DIRECTION:
Gather each line in the items below that contains the string "window" and copy those lines unchanged.

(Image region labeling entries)

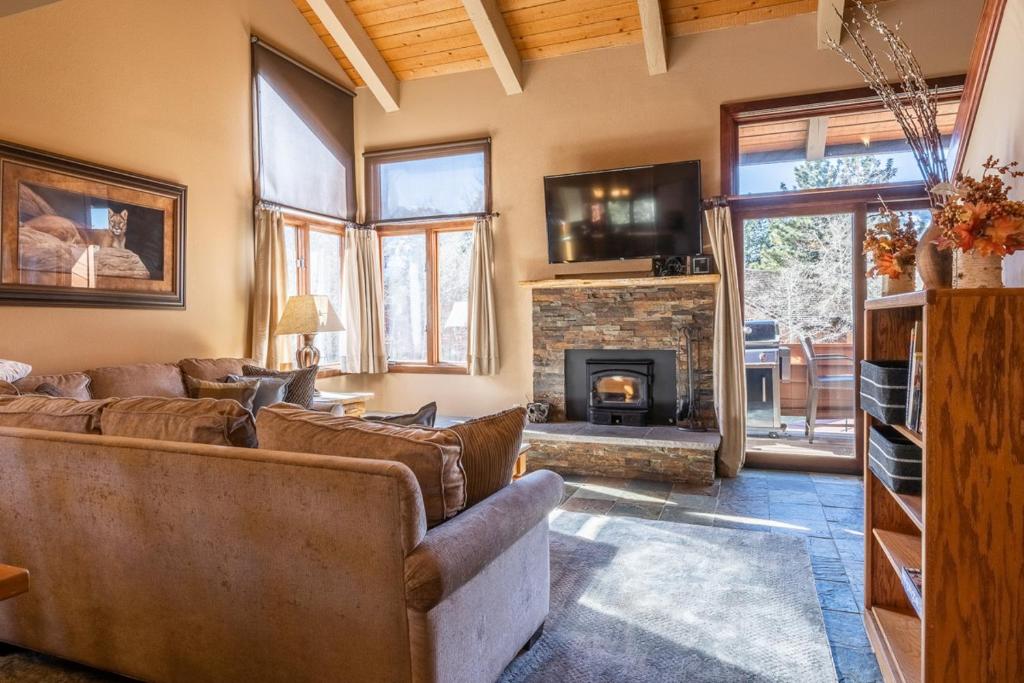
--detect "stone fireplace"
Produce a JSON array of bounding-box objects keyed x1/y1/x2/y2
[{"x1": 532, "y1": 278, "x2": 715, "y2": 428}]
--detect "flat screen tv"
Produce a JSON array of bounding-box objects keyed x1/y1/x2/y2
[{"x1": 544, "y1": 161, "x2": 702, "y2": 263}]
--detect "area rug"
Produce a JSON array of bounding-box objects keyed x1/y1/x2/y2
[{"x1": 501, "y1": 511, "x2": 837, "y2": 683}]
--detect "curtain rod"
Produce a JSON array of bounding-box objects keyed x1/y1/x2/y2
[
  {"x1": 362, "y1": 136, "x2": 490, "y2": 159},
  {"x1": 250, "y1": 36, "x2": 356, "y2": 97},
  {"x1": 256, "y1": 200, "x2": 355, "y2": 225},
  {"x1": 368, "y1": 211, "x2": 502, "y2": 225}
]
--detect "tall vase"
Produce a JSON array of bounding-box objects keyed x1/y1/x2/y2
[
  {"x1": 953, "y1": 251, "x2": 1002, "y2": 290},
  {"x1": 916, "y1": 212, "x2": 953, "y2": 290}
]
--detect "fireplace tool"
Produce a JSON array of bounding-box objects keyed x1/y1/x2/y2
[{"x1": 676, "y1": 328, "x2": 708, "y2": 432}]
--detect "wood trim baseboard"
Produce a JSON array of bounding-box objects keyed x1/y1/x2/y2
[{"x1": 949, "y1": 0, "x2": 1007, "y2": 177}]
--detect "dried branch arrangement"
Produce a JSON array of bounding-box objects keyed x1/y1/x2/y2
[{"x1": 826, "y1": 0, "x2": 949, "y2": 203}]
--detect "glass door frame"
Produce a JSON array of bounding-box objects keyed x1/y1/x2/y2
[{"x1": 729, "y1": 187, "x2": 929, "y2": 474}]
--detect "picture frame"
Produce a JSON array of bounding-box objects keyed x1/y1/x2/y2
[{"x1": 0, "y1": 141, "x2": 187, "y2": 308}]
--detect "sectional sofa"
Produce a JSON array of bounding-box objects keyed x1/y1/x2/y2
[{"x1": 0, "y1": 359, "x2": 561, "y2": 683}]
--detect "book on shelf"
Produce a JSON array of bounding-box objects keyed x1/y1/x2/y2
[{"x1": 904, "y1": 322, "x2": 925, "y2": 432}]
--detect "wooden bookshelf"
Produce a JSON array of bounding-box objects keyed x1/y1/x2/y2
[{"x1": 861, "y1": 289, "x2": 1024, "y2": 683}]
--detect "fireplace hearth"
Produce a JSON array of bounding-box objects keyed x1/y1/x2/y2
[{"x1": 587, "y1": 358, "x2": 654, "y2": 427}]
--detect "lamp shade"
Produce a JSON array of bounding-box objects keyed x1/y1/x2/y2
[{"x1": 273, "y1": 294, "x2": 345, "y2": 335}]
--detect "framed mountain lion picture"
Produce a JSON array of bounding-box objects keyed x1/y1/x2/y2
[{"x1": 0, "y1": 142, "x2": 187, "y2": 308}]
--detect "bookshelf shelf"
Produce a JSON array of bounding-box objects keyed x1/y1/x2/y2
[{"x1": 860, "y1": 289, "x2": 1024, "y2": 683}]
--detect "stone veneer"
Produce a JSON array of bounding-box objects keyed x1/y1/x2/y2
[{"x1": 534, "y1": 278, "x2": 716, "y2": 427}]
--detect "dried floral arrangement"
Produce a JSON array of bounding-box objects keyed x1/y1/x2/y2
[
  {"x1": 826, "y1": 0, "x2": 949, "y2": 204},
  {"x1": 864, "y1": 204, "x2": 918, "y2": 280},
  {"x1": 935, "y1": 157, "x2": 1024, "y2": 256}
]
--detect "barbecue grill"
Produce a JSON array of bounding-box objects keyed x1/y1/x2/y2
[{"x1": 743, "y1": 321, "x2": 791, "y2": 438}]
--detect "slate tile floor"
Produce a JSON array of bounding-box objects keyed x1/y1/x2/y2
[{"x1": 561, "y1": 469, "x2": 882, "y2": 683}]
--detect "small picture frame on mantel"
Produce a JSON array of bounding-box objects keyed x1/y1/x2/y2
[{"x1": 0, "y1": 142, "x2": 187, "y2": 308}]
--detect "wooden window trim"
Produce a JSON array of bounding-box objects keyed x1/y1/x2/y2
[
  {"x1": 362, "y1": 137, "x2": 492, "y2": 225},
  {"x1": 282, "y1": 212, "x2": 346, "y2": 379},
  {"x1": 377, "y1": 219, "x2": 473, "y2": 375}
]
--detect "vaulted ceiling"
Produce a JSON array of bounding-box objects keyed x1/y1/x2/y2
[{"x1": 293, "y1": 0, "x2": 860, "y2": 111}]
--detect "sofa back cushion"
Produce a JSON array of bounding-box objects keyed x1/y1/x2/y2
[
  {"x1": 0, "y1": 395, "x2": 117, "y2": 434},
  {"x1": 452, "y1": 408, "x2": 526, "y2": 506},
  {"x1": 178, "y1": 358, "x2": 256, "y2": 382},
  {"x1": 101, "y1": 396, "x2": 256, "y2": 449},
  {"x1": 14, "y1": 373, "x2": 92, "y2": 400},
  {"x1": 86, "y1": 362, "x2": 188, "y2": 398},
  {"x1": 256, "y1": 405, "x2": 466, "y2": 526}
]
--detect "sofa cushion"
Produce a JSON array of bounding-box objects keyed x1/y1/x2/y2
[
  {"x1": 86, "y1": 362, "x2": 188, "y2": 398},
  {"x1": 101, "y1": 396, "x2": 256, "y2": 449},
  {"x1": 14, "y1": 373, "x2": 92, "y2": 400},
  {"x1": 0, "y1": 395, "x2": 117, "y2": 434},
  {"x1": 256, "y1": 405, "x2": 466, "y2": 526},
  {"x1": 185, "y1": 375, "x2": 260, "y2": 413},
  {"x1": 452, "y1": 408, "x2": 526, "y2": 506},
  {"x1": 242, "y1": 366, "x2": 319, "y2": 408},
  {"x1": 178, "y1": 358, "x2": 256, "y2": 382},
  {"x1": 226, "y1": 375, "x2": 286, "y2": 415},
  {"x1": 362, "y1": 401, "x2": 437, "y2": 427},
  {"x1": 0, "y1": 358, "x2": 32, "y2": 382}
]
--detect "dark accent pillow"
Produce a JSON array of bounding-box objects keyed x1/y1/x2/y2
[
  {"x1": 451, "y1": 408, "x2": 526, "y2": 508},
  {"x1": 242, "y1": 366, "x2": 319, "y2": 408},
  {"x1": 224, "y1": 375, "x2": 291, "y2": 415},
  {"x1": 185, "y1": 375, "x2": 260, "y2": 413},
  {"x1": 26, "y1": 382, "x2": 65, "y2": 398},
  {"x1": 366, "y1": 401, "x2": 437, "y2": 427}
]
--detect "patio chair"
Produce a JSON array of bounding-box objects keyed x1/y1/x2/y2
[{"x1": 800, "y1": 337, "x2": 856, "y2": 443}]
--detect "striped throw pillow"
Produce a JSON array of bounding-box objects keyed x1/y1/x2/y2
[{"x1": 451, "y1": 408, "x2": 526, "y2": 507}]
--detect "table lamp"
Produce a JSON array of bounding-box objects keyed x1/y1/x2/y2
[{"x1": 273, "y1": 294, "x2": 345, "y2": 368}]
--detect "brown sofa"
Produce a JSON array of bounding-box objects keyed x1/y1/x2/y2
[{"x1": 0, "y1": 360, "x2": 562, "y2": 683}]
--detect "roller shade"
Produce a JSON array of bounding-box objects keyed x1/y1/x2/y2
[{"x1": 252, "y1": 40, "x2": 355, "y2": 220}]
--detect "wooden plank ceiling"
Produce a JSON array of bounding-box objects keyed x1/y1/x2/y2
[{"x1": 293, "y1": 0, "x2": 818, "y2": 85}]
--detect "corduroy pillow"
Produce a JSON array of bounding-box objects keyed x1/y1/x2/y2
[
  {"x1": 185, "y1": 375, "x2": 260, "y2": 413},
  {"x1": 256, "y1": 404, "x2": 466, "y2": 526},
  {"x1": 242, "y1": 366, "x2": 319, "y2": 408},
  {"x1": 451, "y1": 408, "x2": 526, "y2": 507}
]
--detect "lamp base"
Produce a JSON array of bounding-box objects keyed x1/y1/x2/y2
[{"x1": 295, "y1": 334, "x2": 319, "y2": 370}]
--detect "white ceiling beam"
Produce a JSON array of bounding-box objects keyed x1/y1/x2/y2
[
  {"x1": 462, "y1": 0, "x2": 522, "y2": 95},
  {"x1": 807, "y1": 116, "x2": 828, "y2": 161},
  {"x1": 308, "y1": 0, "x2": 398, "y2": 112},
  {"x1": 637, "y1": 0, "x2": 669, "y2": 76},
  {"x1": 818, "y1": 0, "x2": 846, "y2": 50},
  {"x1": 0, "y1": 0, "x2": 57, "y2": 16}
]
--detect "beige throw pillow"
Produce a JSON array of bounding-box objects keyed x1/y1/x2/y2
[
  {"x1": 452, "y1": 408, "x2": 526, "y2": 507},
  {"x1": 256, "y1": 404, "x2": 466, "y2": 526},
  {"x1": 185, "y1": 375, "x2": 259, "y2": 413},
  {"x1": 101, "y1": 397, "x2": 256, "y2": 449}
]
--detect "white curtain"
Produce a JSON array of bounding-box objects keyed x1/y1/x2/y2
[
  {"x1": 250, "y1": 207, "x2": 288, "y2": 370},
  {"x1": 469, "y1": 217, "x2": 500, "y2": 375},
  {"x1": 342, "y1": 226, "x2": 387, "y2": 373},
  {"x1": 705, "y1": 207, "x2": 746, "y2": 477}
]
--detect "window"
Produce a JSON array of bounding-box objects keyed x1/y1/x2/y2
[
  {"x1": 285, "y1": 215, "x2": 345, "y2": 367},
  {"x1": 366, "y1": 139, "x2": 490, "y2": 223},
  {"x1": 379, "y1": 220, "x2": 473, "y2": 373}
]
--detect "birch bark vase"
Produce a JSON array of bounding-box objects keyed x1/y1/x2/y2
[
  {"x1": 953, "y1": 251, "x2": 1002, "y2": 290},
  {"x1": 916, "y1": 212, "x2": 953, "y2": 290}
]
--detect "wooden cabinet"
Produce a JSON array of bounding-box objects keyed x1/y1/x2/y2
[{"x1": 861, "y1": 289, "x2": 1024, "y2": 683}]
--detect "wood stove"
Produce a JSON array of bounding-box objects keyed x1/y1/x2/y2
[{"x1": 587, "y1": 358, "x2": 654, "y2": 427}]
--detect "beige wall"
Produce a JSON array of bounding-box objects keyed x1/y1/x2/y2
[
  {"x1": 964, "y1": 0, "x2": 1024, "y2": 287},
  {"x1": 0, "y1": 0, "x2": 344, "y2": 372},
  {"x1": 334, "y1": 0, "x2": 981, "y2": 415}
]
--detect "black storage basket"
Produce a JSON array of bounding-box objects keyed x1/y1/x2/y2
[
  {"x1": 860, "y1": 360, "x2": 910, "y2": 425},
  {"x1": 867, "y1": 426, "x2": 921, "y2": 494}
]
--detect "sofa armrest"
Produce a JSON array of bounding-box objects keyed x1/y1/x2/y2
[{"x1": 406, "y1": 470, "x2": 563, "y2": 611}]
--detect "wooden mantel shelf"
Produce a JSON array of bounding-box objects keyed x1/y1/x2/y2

WORKED ANSWER:
--detect "wooden window trim"
--detect "window"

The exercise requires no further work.